▶ Exercise aim: In the text below, who destroys the harlot system? Please answer in a few words.

▶ Document text:
[Start of section]

Unanswered yet? Faith cannot be unanswered.
Her feet were firmly planted on the rock.
Amid the wildest storm she stands undaunted.
Nor quails before the loudest thunder shock.
She knows Omnipotence has heard her prayer
And cries, It shall be done sometime, somewhere.
Unanswered yet? Nay, do not say ungranted.
Perhaps your part is not yet wholly done.
The work began when your first payer was uttered,
And God will finish what He has begun.
If you will keep the incense burning there,
His glory you will see, sometime, somewhere.
          –Ophelia Guyon Browning

Revelation 16:18–17:5

"The Beast, who was dominated by the harlot system (Revelation 17:3) rises against her and destroys her and her system completely. Without doubt the harlot system was in competition with the religious worship of the Beast, promoted by the False Prophet, and her destruction is brought about so that the Beast may be the sole object of false worship as he claims to be God."

[End of section]

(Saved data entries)
[Start of section]

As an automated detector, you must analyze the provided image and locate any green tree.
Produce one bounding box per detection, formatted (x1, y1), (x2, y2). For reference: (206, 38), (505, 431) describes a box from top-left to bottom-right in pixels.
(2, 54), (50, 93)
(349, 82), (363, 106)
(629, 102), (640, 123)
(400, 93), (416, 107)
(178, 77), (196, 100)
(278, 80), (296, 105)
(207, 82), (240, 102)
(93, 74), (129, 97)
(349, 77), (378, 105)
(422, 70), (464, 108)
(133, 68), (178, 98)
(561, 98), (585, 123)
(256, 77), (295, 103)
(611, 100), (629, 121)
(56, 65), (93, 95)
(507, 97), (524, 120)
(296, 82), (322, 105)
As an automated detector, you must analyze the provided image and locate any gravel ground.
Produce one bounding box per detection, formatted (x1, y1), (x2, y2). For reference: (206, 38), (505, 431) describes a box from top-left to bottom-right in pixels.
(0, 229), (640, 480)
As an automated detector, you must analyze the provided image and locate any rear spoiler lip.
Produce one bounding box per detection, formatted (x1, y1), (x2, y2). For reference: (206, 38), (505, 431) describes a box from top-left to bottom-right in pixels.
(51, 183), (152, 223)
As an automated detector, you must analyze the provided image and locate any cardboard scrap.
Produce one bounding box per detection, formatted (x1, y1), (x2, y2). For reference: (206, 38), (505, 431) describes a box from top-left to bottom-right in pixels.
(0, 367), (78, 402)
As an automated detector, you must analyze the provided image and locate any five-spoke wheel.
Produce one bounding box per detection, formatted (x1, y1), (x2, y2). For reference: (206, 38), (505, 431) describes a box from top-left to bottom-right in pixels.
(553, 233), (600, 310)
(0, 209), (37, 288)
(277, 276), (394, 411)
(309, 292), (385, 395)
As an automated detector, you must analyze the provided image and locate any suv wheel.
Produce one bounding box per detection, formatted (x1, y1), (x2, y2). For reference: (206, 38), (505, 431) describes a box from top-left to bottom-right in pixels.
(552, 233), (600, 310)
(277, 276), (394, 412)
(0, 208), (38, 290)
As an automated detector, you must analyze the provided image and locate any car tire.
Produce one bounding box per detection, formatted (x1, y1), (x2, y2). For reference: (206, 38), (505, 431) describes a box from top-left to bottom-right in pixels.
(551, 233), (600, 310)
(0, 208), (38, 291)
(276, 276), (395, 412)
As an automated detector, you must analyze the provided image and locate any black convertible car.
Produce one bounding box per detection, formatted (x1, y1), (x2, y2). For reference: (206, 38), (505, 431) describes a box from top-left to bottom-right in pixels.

[End of section]

▶ Exercise response: The Beast